>> begin

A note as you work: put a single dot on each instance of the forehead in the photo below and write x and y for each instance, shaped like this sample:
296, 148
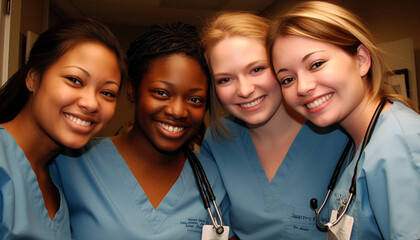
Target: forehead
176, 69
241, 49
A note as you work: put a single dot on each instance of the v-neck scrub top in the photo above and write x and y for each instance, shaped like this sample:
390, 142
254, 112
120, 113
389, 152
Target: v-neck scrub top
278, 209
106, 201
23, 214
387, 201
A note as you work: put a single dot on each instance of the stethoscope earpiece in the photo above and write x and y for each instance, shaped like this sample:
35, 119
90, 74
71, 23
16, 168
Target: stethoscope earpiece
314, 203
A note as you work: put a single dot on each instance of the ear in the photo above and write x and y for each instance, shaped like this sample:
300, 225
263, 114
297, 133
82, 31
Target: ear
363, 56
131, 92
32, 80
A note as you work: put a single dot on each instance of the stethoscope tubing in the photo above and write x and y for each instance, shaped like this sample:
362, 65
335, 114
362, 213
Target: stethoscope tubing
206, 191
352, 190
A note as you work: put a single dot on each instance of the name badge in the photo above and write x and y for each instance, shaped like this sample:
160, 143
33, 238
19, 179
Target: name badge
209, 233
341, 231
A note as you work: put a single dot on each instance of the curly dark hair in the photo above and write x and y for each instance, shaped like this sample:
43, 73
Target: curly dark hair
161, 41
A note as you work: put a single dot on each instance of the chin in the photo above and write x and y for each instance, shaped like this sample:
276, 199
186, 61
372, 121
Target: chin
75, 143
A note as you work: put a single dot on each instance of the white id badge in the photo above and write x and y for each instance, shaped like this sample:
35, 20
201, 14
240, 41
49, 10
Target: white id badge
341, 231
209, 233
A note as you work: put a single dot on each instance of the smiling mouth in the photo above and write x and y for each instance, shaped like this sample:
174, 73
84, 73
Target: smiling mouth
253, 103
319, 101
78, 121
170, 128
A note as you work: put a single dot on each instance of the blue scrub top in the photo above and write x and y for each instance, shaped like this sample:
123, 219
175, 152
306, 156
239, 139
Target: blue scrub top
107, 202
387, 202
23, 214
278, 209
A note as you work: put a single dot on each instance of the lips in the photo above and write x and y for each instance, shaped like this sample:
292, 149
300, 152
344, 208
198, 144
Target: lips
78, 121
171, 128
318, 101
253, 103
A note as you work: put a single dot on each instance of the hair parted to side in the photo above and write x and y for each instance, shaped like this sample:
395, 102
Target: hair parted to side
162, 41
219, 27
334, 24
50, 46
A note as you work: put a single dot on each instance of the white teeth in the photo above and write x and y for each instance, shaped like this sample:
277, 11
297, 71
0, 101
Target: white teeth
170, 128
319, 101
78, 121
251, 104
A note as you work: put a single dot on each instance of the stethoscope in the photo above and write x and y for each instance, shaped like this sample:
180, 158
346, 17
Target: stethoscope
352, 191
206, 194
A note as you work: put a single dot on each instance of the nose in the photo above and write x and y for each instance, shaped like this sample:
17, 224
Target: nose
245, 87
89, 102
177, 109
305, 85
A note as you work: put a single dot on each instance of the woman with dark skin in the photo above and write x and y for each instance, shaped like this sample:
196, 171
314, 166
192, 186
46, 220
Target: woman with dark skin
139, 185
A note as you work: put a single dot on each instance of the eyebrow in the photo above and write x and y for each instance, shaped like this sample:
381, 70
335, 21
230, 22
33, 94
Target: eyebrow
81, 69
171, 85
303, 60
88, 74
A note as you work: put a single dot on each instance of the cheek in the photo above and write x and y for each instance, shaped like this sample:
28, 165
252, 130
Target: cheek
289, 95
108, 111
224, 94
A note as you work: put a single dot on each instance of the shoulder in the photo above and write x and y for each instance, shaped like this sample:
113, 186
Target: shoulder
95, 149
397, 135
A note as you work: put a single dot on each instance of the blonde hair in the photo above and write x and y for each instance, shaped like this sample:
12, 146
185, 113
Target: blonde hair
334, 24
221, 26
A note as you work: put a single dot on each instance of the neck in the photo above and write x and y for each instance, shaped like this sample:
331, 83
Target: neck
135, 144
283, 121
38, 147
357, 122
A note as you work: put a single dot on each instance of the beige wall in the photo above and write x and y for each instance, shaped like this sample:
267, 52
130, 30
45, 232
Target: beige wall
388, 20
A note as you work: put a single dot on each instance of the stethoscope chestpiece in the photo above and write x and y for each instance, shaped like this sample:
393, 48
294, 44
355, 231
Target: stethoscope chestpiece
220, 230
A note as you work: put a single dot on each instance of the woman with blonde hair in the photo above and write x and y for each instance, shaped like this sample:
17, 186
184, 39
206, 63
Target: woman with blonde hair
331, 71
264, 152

>> end

_WHAT YOU HAVE TO DO_
Copy exactly the lines of the listing above, beginning at the line with "of the beige" and ending at its final line; write out nothing else.

_THE REPLY_
A note as you work: put a single dot on each instance of the beige wall in the photo above and write x and y for each instance, shaped like this sample:
267, 52
130, 30
45, 232
Target: beige wall
388, 20
A note as you work: put a single dot on each instance of the stethoscope chestpiece in the photo above and write x and y for each instance, shaped like this sample:
393, 48
294, 44
355, 231
Target: stethoscope chestpiece
220, 230
A note as you work: put a single dot on each instance of the woman with blonde hair in the photo above and write x and y for each instance, shaped like this sample:
17, 186
184, 39
206, 63
Target: woman with blonde hair
331, 71
264, 152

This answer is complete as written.